Исходный фрагмент:
☆ ☆ ☆ ☆
И в этом контексте хрестоматийно известная фраза из письма к Суворину от 5 мая 1895 г. «Я напишу что-нибудь странное» (П. VI, 58) заставляет нас обратить на нее особое внимание. Намерение писать пьесу возникает у Чехова в 1892 г. Он сообщает о нем в письме к Суворину 31 марта: «Когда буду писать пьесу, мне понадобится Берне» (П. V, 42).
Любопытна также эволюция замысла героя пьесы. В письме к Суворину 16 февраля 1894 г. в соответствии с первоначальным намерением Чехов говорит о том, что в центре пьесы будет стоять господин, который «постоянно ссылается на Гейне и Людвига Берне. Женщинам, которые его любят, он говорит, как Инсаров в «Накануне»: «Так здравствуй, жена моя перед богом и людьми!» Оставаясь на сцене solo или с женщиной, он ломается, корчит из себя Лассаля, будущего президента республики» (П. V, 272). Но постепенно замысел пьесы о манерном господине уступает место другому. В записных книжках Чехова среди намеченных героев появляется фигура молодого писателя-новатора, который считает, что «надо изображать жизнь не такою, какая она есть, и не такою, какая она должна быть, а такою, какая она в мечтах» (XVII, 9). В первоначальных записях к пьесе Чехов уделяет ему очень большое внимание, тщательно «прорисовывая» своего героя, придавая ему прежде всего облик новатора-«декадента» и ставя в центр проблематики пьесы спор между старым и новым искусством.
Несомненно, что Чехов, создавая психологический портрет творца «нового искусства», прежде всего использовал опыт русской жизни. Но нельзя забывать, что русский символизм в генезисе своем связан с западноевропейским и все литературные дебаты с участием символистов не обходились без упоминания их европейских учителей. Как мы уже убедились, в годы непосредственно предшествующие созданию «Чайки», русская периодическая печать знакомила своих читателей с эстетикой европейского «декаданса», с творчеством «декадентов», в том числе и с Метерлинком45.
☆ ☆ ☆ ☆
Исходные данные:
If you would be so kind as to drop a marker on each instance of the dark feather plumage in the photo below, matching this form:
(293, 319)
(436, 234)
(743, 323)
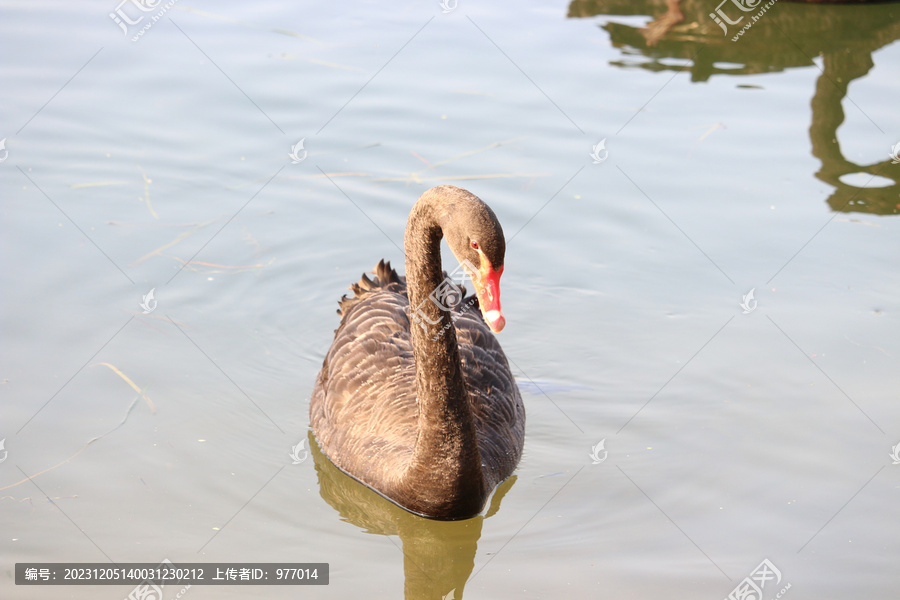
☆ ☆ ☆ ☆
Суть задания:
1. Перепечатайте из фрагмента о замысле «Чайки» всё, начиная с «Несомненно, что Чехов, создавая» и вплоть до «и с Метерлинком45.».
2. Напишите продолжение фрагмента о замысле «Чайки», начиная сразу после его последнего предложения.

Список ответов:
1.
Несомненно, что Чехов, создавая психологический портрет творца «нового искусства», прежде всего использовал опыт русской жизни. Но нельзя забывать, что русский символизм в генезисе своем связан с западноевропейским и все литературные дебаты с участием символистов не обходились без упоминания их европейских учителей. Как мы уже убедились, в годы непосредственно предшествующие созданию «Чайки», русская периодическая печать знакомила своих читателей с эстетикой европейского «декаданса», с творчеством «декадентов», в том числе и с Метерлинком45.

2.
Три пьесы М. Метерлинка были опубликованы в журнале «Северный вестник», сотрудником которого был Чехов. В апрельском номере журнала за 1893 г. появилась пьеса-сказка «Семь принцесс», в майском за 1894 г. — «Слепые» с предисловием Н. Минского, а в январе 1897 г. — «Аглавена и Селизетта» также с его предисловием. Нельзя забывать о трех этюдах Метерлинка из «Сокровища смиренных», опубликованных во втором номере «Северного вестника» за 1896 г. — «Невидимая доброта», «Внутренняя красота», «Глубина жизни». У нас нет точных данных о том, читал Чехов эти номера или нет. В его переписке за 1893—1894 гг. ни «Семь принцесс», ни «Слепые» не упоминаются. Не упоминается в ней и «Непрошенная», опубликованная под названием «Втируша» в журнале «Артист» за 1893 г.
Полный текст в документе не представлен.